[Stored records]
----
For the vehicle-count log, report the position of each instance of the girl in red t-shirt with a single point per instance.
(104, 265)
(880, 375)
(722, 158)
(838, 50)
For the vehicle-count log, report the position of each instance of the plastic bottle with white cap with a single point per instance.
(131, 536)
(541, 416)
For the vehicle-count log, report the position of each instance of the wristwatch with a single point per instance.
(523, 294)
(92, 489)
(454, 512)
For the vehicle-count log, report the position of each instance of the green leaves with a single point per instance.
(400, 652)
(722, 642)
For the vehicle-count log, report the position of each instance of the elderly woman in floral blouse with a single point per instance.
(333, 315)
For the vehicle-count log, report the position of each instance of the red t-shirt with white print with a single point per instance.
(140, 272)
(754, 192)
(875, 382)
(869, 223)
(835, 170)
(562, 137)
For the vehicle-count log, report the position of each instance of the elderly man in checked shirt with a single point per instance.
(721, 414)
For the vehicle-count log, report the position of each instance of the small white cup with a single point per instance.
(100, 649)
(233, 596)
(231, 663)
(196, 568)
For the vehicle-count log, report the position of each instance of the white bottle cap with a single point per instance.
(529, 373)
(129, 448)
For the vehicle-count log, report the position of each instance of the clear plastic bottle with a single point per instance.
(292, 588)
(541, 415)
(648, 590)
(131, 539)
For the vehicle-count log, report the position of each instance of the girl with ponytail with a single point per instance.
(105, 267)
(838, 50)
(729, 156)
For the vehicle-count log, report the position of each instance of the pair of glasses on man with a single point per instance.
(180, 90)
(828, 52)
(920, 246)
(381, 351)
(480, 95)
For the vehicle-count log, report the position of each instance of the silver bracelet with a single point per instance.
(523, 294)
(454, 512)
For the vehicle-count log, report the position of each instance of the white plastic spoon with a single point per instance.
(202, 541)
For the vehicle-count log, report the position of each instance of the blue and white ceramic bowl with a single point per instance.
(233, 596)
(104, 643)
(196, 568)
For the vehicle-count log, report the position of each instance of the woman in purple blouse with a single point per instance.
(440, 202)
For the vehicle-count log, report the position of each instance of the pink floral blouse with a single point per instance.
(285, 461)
----
Try it =>
Your task is to restate every record exactly.

Answer for this exercise =>
For the vehicle-count log, report the position of each instance of the girl in red t-shirt with a single point per instance.
(104, 265)
(880, 375)
(722, 158)
(838, 50)
For the vehicle-count log, report the position of each instance of the plastic bottle with white cap with a single point per instance.
(131, 536)
(541, 416)
For the vehicle-count log, report the position of each instance of the wristwatch with a single point per instance.
(523, 294)
(92, 489)
(454, 512)
For the vehicle-count log, report the position of each instance of the green leaves with a single point per instance.
(400, 652)
(722, 642)
For the vehicle-count log, report the position of each instance of the elderly woman in floral blouse with a single point per instance.
(333, 315)
For the vehicle-count log, report the position of each instance of the red t-shirt with white print with a single point per instance.
(140, 272)
(754, 192)
(875, 382)
(869, 223)
(835, 170)
(562, 137)
For the vehicle-count log, report the position of each instance of the elderly man in checked shirt with a single point per instance.
(721, 414)
For the vehicle-count log, report the position of each instance of the small white cup with a single point per instance.
(100, 649)
(233, 596)
(231, 663)
(196, 568)
For the vehicle-count log, report the position of each instance of the white bottle cap with a single point per instance.
(529, 373)
(129, 448)
For the vehicle-count log, report the position of each instance of the clear plastic bottle with a single point per instance.
(292, 588)
(541, 415)
(648, 590)
(131, 539)
For the vehicle-count log, report the position of each instance of the girl with ponytail with a single point per instance.
(105, 267)
(838, 50)
(729, 156)
For the vehicle-count log, report the position of each instance of the pair of glasses on man with a single point per instance.
(180, 90)
(828, 52)
(920, 246)
(381, 351)
(480, 95)
For the vehicle-count log, report the position of each instance of the silver bracelet with a single point per instance.
(523, 294)
(454, 512)
For the vehicle-count log, report the position of each instance of the white plastic spoon with a single point per instance.
(202, 541)
For the vehicle-count log, report the position of each instance of the blue and white ceramic bowl with a single point per instance.
(233, 596)
(104, 643)
(196, 568)
For the vehicle-count log, report the position of each instance of the woman in purple blouse with a single point per instance.
(440, 202)
For the vehicle-count log, report the position of each instance of the pink floral blouse with a single point per instance.
(285, 461)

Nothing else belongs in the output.